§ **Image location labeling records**
========
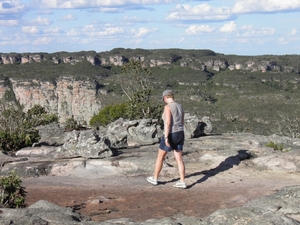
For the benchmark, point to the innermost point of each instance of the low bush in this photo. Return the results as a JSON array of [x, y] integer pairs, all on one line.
[[12, 194]]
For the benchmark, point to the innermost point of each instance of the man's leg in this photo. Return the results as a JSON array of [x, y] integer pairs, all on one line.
[[180, 163], [159, 162]]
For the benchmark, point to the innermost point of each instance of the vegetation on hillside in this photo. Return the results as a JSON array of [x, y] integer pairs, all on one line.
[[18, 129], [12, 193], [235, 100]]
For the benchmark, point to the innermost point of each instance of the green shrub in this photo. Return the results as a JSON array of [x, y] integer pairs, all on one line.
========
§ **CHALLENGE**
Retype every one of the records above word for word, but omit the pictures from your answer.

§ **COMPLETE ANSWER**
For the benchmark, point to the innermost point of each instance of the low bush in this photo. Return the results as a JSON array of [x, y] integer pairs, all on one line.
[[12, 194]]
For the benchmark, point to the innermost point of each instance of the man's leg in this photo. Return the results as a JSON array of [x, y] integer pairs, all on one line.
[[180, 163], [159, 162]]
For the benchmark, point to the innermost point of each instance of the vegetation on hillside in this photo. Return the results as a JSON array of [x, y] integer pairs, all on one line.
[[18, 129], [12, 193], [235, 100]]
For the benchmark, point to the innermost point of each instance of the green shrub in this photo. Return the results as a JSON array of [x, y] integer pairs, all on one line.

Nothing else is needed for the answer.